■ **WHAT THE TASK ASKS**
Reproduce every one of the rows below word for word, but leave the pictures out.

((

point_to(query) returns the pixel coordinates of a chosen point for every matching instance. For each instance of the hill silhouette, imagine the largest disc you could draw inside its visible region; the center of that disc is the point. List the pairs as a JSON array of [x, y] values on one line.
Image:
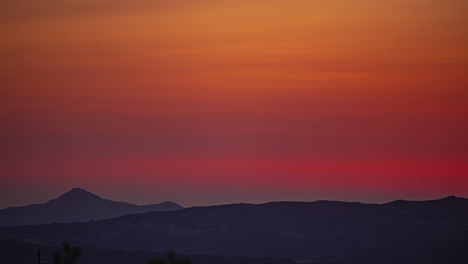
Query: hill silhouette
[[77, 205], [320, 232], [20, 252]]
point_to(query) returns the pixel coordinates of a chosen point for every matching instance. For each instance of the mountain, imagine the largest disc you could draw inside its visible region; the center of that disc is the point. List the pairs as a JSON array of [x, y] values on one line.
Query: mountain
[[19, 252], [77, 205], [319, 232]]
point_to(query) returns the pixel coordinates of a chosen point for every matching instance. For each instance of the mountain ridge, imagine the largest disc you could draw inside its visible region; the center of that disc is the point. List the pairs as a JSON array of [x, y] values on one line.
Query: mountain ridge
[[323, 231], [76, 205]]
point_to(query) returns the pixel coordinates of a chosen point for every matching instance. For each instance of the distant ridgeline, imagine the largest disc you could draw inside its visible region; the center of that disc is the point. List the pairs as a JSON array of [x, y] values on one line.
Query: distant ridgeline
[[76, 205], [308, 232]]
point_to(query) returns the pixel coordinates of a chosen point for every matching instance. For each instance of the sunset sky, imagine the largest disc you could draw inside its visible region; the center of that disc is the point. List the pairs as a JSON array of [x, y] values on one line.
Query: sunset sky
[[214, 101]]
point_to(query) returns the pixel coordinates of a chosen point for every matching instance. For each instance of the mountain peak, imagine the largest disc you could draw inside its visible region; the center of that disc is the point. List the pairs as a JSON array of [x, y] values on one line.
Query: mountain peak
[[77, 194]]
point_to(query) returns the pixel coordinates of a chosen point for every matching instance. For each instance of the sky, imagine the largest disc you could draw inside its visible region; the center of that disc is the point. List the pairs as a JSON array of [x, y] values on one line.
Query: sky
[[207, 102]]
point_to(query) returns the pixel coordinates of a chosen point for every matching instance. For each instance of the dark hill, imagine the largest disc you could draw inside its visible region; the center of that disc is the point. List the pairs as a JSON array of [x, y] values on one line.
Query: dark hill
[[76, 205], [316, 232], [19, 252]]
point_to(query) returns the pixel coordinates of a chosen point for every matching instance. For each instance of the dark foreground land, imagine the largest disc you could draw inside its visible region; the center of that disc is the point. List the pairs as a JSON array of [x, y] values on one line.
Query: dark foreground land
[[316, 232]]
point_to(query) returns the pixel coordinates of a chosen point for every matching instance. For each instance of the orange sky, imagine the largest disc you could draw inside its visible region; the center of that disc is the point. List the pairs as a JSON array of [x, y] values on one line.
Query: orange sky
[[347, 99]]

))

■ **RESULT FOR THIS TASK**
point_to(query) returns the pixel coordinates of a chosen point for every matching instance. For each instance of the hill silhouette, imagine the largest disc you could draw inside its visible region; the center of that disc is the point. List the pairs as a JSON array of [x, y] values on one line.
Image:
Query: hill silhouette
[[77, 205], [320, 232], [20, 252]]
point_to(query) returns the pixel coordinates of a chosen point for every matching instance. For each instance of the mountain, imagine the largest disc you could draw inside its visible region; the center of that disc is the point. List the pairs as a JSON array of [x, y] values on one line.
Query: mountain
[[19, 252], [77, 205], [319, 232]]
point_to(query) returns the pixel coordinates of a chosen point for every matching instance. For each instance of the mountain ridge, imagine the largest disc you could draw inside its visible region; the center of that disc is the point. List the pairs as a JSON array of [x, y] values on one line.
Query: mountain ridge
[[323, 231], [76, 205]]
point_to(query) returns the pixel coordinates of a chosen point for every matching instance. For each instance of the distant ridgeline, imagine the largest disc you could draw inside its visible region; the center of that disc is the point. List the pairs as a JSON array of [x, y] values on one line.
Query: distant ridgeline
[[76, 205], [308, 232]]
point_to(query) returns the pixel coordinates of a chosen point for every matching instance. For each instance of the sunset sky, imagine the largest disc you could draw inside its visible region; the center of that disc is the point. List the pairs as a JSON array of [x, y] values on one line.
Query: sunset sky
[[214, 101]]
point_to(query) returns the pixel coordinates of a chosen point for every matching instance. For each instance of the mountain peak, imagine the largest disc you could draw inside its visible region; the center of that disc is the point. List the pairs as a JSON array of [x, y] values on one line.
Query: mountain peak
[[77, 194]]
point_to(query) returns the pixel coordinates of a chosen point for every matching instance. For each instance of the sky, imagine the largest disc you could draw inside its visible region; the center of that disc is the point. List the pairs as a JSON array of [x, y] values on one line.
Query: sky
[[207, 102]]
point_to(query) returns the pixel coordinates of a chosen point for every matching instance. For each instance of the dark hill, imagine the largest disc you could draw inside its visible region; the center of that disc is the point. List the pairs as a JSON array of [x, y] values on one line.
Query: dark hill
[[76, 205], [316, 232], [19, 252]]
point_to(query) returns the pixel coordinates of a chosen point for every matching instance. For each instance of the dark foreground land, imagine the largest disc you could draw inside its visible region; the center of that disc is the point. List the pairs as a JSON array of [x, y] values on one line.
Query: dark foreground land
[[316, 232]]
point_to(query) returns the pixel coordinates of a chosen point for every matching instance. For each instance of the orange sky, imagine the largest disc you could draw inside its visible region; the center of that disc is the point. List the pairs as a JSON array of [x, y] values on one line.
Query: orange sky
[[347, 99]]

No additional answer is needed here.